◆ JOB
Copy out the items below and replace each "camouflage uniform" with "military uniform". Change nothing else.

[Box-labeled dataset extracts]
■ ■ ■
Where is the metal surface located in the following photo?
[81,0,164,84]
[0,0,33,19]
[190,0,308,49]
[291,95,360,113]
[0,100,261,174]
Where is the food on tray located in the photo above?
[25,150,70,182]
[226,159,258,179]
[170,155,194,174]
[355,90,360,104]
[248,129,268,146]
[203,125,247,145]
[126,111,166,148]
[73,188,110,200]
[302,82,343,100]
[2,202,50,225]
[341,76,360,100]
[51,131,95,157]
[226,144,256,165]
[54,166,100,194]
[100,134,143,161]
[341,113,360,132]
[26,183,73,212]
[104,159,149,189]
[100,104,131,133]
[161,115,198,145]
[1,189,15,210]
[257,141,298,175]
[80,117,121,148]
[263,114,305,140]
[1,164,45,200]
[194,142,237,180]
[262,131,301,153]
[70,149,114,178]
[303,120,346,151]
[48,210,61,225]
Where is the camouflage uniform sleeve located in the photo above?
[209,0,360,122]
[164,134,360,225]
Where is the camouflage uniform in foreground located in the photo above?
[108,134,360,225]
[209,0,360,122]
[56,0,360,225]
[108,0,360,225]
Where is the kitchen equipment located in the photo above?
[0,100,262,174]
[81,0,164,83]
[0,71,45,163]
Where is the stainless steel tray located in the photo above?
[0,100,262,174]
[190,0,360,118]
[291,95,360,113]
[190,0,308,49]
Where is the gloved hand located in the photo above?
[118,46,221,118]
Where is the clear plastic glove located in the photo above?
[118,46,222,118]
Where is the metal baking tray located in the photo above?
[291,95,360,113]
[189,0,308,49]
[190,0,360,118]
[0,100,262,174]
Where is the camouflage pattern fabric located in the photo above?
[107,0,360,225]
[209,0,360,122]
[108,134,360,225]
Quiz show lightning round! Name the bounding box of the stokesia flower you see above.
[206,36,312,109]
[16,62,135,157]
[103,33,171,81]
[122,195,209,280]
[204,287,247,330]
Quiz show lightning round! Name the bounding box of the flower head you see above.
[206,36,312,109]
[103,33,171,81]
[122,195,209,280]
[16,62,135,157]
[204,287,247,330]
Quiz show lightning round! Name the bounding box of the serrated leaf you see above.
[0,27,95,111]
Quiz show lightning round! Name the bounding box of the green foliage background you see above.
■ ■ ■
◆ TASK SOLUTION
Where is the metal surface located in the following photo?
[81,0,164,84]
[0,0,33,19]
[190,0,308,49]
[291,95,360,113]
[0,100,261,174]
Where is the food on tray located in the photo above?
[25,150,70,182]
[226,159,258,179]
[170,155,194,174]
[355,90,360,104]
[248,129,268,146]
[203,125,247,145]
[126,111,166,148]
[73,188,110,200]
[302,82,343,100]
[2,202,50,225]
[341,76,360,100]
[51,131,95,157]
[226,144,256,165]
[54,166,100,194]
[100,134,143,161]
[341,113,360,132]
[26,183,73,212]
[104,159,149,189]
[100,104,131,133]
[161,115,198,145]
[1,189,15,210]
[257,141,298,175]
[80,117,121,148]
[263,114,305,140]
[1,164,45,200]
[194,142,237,180]
[262,131,301,153]
[70,149,114,178]
[303,120,346,151]
[48,210,61,225]
Where is the military uniform sleeve located in the photo above?
[209,0,360,122]
[164,134,360,225]
Where is the military uniform in foreground located in the photo above?
[108,134,360,225]
[209,0,360,122]
[56,0,360,225]
[108,0,360,225]
Where is the kitchen equipment located in the photo above?
[0,100,262,174]
[81,0,164,83]
[0,71,45,163]
Where is the stainless steel tray located in the photo above?
[0,100,262,174]
[190,0,360,118]
[291,95,360,113]
[190,0,308,49]
Where is the gloved hand located in the photo above?
[118,46,221,118]
Where is the clear plastic glove located in the photo above?
[118,46,222,118]
Where is the metal baking tray located in the photo above?
[291,95,360,113]
[189,0,308,49]
[190,0,360,118]
[0,100,262,174]
Where is the camouflage pattern fabric located in the photo above?
[107,0,360,225]
[209,0,360,122]
[108,134,360,225]
Quiz show lightning round! Name the bounding box of the stokesia flower you see above.
[206,36,312,109]
[16,62,135,157]
[103,33,171,81]
[122,195,209,280]
[204,287,247,330]
Quiz show lightning round! Name the bounding box of the flower head you see above.
[206,36,312,109]
[103,33,171,81]
[122,195,209,280]
[16,62,135,157]
[204,287,247,330]
Quiz show lightning round! Name the bounding box of the serrated leaf you see above.
[0,27,95,111]
Quiz show lightning round! Name the bounding box of the green foliage background you see above.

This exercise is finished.